Secondary Poisoning From Eating a Rodent
Cats don’t have to eat bait directly to be poisoned. A cat that catches and eats a mouse or rat that recently consumed poison can absorb enough toxin to become seriously ill. This is called secondary or relay poisoning, and it’s a real risk for outdoor cats and barn cats. Anticoagulant rodenticides are the most common cause of secondary poisoning because rodents carry residual poison in their tissues for days after eating bait. Even sublethal exposure to anticoagulants can weaken a cat’s immune system, damage the gut lining, and increase vulnerability to infections and parasites.
What to Do Immediately
If you suspect your cat has eaten rat poison, of any type, call your veterinarian or an emergency veterinary clinic right away. If you can’t reach a vet, the ASPCA Animal Poison Control Center (888-426-4435) and the Pet Poison Helpline (855-764-7661) are available 24/7.
Bring the packaging of the poison if you have it. The brand name, active ingredient, and concentration all help the vet determine how dangerous the exposure is and which treatment to use. Tell them approximately how much your cat weighs, when the exposure happened, and how much poison may have been consumed.

★ ★ ★

EXERCISE DETAILS:
Can you copy out, word for word, the stretch of the rat poison text from "What to Do Immediately" through "are available 24/7."?

(Dataset records)
★ ★ ★

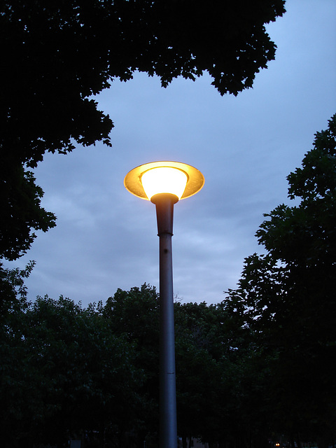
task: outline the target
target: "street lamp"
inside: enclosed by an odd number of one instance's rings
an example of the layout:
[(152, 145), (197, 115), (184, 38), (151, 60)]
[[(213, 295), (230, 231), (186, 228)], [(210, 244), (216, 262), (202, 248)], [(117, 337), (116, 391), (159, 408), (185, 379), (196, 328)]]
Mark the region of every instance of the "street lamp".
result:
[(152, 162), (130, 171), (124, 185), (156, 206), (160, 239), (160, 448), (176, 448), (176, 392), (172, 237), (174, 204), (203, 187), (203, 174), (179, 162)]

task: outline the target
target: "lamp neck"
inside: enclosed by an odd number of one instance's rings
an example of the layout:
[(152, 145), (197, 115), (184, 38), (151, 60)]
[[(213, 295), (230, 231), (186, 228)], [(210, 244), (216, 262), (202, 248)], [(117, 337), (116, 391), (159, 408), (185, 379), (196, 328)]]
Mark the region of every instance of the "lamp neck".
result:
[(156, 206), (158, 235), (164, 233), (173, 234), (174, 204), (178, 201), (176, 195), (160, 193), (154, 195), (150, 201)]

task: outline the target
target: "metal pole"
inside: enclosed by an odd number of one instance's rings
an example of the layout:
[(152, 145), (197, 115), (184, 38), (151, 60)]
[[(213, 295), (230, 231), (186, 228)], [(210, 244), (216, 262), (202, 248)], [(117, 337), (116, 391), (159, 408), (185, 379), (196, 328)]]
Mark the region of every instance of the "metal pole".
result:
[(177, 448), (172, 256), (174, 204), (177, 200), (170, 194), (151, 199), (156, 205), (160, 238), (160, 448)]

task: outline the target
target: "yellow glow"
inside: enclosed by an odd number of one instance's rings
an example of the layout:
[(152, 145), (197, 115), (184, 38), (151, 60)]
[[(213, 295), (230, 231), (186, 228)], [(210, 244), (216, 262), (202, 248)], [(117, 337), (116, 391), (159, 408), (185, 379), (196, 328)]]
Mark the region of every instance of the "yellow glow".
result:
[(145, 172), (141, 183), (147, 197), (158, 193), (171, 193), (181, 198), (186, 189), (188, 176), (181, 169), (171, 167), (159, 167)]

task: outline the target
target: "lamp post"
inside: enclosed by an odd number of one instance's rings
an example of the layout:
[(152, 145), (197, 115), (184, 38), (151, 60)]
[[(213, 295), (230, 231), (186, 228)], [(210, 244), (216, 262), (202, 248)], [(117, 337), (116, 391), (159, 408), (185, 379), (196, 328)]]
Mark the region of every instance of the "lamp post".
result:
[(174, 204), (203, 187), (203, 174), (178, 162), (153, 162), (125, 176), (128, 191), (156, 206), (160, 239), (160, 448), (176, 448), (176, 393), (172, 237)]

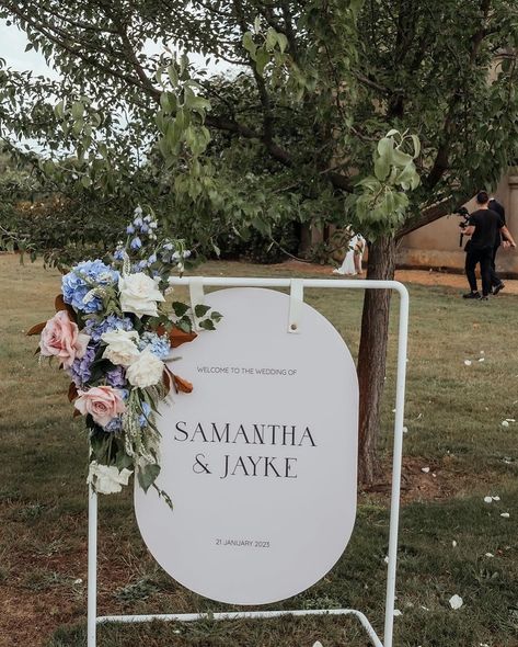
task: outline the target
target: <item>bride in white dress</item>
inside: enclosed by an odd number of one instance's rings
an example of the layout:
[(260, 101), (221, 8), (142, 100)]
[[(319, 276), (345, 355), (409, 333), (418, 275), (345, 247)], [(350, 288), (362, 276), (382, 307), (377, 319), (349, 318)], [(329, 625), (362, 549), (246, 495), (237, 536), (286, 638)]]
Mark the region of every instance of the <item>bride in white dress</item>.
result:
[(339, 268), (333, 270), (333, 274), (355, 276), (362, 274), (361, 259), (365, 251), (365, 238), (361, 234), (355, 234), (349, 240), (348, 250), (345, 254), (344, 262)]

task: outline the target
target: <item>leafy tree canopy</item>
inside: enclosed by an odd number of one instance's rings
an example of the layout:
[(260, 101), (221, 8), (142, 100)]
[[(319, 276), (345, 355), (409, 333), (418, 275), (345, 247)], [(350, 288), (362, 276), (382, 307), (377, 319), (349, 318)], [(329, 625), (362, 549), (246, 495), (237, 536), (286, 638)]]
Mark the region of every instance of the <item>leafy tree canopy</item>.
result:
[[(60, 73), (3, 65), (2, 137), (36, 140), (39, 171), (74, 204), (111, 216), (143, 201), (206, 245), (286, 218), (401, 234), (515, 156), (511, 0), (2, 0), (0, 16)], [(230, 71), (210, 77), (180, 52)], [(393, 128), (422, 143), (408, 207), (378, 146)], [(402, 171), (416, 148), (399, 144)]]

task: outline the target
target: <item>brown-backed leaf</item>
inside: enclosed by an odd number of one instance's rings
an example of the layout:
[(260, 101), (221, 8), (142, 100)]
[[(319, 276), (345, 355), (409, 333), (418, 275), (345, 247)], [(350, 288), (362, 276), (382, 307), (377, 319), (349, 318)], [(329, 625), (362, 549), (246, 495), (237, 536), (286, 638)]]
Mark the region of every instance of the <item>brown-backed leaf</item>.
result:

★ ★ ★

REPLY TO THE TASK:
What to Do Immediately
If you suspect your cat has eaten rat poison, of any type, call your veterinarian or an emergency veterinary clinic right away. If you can’t reach a vet, the ASPCA Animal Poison Control Center (888-426-4435) and the Pet Poison Helpline (855-764-7661) are available 24/7.